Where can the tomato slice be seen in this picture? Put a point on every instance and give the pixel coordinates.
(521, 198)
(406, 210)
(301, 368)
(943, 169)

= = = =

* **Action item**
Could you reproduce every record exactly as shown above?

* **Result below**
Where can the tomato slice be seen in this picture? Put a point on every instance and give the pixel coordinates.
(521, 198)
(406, 210)
(301, 368)
(943, 169)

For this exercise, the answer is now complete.